La stagione dell’Unione Musicale riprende dopo la pausa natalizia con un duo di gran cIasse: il violoncellista francese Gautier Capuçon incontra uno dei suoi partner più congeniali, il pianista russo Nikolai Lugansky, mercoledì 18 gennaio 2023 (Conservatorio Giuseppe Verdi, ore 20.30).
Due artisti dalla solida carriera solistica che hanno creato una collaborazione di rara intensità, come dimostrano le loro numerose interpretazioni capaci di entrare in profondità nel mondo degli autori e di cogliere le sfumature che legano lavori anche apparentemente lontani.
Nato nel 1981 a Chambéry, Gautier Capuçon è acclamato per espressività, virtuosismo e per la profonda sonorità del suo violoncello «L’ambassadeur» del 1701: «Che Capuçon sia tra i più grandi violoncellisti è stato annunciato dall’appassionata proiezione del suo fantastico suono» (“The Arts Desk”). Lanciato giovanissimo dal Festival di Verbier, Capuçon è considerato oggi un vero ambasciatore del violoncello, costantemente impegnato a supportare i giovani artisti di talento: è direttore della Classe d’Excellence de Violoncelle presso la Fondation Louis Vuitton di Parigi e recentemente ha lanciato una sua fondazione filantropica per sostenere gli artisti nella delicata fase iniziale della carriera. Eccezionale musicista da camera, si è esibito a livello internazionale con molti dei più importanti direttori e strumentisti del mondo e proprio in qualità di camerista è stato ospite in altre due occasioni all’Unione Musicale, nel 2006 e nel 2008.
· · ·
**COSA FARE**.
**a.** Secondo il testo sul concerto di Capuçon e Lugansky, perché Gautier Capuçon è considerato oggi un vero ambasciatore del violoncello? Rispondi in una-tre frasi.
**b.** Prosegui il testo sul concerto di Capuçon e Lugansky a partire dalla frase che segue l'ultima riportata.
Le voci non servono per svolgere questi compiti.
· · ·
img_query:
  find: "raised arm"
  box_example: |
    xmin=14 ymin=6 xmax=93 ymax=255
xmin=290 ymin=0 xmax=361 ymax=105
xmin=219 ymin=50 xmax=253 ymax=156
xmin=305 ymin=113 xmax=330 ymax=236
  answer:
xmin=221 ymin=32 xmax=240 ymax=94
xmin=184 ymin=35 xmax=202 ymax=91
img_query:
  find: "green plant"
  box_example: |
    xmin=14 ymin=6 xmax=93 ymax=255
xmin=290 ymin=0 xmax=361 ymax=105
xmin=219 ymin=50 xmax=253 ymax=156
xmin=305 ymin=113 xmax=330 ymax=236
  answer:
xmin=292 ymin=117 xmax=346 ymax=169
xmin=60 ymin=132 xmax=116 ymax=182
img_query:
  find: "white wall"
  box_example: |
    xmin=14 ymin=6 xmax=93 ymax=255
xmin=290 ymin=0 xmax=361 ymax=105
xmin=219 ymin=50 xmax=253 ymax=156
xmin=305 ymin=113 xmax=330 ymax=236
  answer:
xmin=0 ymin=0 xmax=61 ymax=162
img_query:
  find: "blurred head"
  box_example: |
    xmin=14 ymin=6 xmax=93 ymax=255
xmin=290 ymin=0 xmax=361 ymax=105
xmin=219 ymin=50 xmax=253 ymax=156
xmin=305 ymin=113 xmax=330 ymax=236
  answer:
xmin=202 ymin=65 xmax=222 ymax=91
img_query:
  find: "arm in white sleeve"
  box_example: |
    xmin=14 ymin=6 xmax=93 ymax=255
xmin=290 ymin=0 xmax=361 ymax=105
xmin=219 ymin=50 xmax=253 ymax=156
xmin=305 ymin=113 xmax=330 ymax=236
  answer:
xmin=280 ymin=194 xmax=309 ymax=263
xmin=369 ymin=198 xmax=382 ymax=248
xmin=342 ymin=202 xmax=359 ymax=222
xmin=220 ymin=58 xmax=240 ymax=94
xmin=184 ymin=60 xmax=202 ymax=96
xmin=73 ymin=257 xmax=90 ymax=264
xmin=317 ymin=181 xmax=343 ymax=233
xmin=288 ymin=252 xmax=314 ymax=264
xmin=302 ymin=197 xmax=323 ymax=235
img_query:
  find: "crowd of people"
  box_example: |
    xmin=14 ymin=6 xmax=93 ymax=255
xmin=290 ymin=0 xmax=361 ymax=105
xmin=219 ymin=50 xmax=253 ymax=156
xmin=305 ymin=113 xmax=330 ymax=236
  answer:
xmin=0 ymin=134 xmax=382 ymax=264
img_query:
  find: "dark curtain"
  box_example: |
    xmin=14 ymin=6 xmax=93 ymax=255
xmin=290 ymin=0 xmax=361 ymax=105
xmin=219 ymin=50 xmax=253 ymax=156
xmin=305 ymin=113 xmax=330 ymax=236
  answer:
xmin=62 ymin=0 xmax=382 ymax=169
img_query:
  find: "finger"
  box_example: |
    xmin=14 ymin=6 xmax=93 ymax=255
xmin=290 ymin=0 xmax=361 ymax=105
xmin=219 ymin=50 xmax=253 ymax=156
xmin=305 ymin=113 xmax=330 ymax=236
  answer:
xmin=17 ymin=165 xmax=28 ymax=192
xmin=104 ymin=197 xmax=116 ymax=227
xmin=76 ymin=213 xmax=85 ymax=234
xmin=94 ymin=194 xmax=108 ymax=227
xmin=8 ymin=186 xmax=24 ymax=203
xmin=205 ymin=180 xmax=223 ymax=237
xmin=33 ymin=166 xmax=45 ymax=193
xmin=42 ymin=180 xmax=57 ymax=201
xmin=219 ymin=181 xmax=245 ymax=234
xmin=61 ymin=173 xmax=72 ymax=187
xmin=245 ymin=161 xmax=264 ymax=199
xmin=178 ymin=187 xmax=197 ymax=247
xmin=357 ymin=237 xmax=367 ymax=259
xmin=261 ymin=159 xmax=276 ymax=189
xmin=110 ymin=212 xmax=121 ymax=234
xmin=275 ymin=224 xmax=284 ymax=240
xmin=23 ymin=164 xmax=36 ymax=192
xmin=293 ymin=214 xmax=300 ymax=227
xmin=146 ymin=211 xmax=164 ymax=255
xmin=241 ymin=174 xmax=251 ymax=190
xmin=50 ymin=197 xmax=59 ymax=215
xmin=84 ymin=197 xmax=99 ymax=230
· · ·
**RISPOSTE**.
**a.** Perché è costantemente impegnato a sostenere i giovani artisti di talento. Dirige la Classe d'Excellence de Violoncelle presso la Fondation Louis Vuitton di Parigi e ha lanciato di recente una propria fondazione filantropica per aiutare gli artisti nella delicata fase iniziale della carriera.

**b.**
La passione per la musica da camera è condivisa anche dal moscovita Nikolai Lugansky, classe 1972, che si definisce «semplicemente predestinato a fare il pianista». Nato in una famiglia di scienziati, anch’egli si è imposto giovanissimo in prestigiosi concorsi come il Bach di Lipsia e il Čajkovskij di Mosca. Recentemente apprezzato dal pubblico dell’Unione Musicale sia come solista (2018) sia in duo col violinista Vadim Repin (2022), Lugansky vanta una tecnica solidissima e uno straordinario controllo del suono; la critica parla di un pianismo che sprigiona una potenza sbalorditiva ma non perde mai in purezza e in eleganza.
Sui leggii tre capolavori del primo Novecento. In apertura la Sonata per violoncello e pianoforte scritta da Debussy nel 1915 in poco più di un mese, quando il compositore era già divorato dalla malattia e toccato dall’angoscia per una guerra che si stava rivelando una carneficina. Il titolo iniziale - «Pierrot faché avec la lune» - era carico di curioso simbolismo, e si richiamava alla pittura di Watteau, ma successivamente il musicista pensò bene di abolire qualsiasi riferimento esterno e di affidarsi esclusivamente ai valori del discorso sonoro. Il violoncello gioca un ruolo da protagonista, mentre tracce di musica spagnoleggiante, i pizzicati e il ritmo di habanera si fanno largo all’interno della Sonata.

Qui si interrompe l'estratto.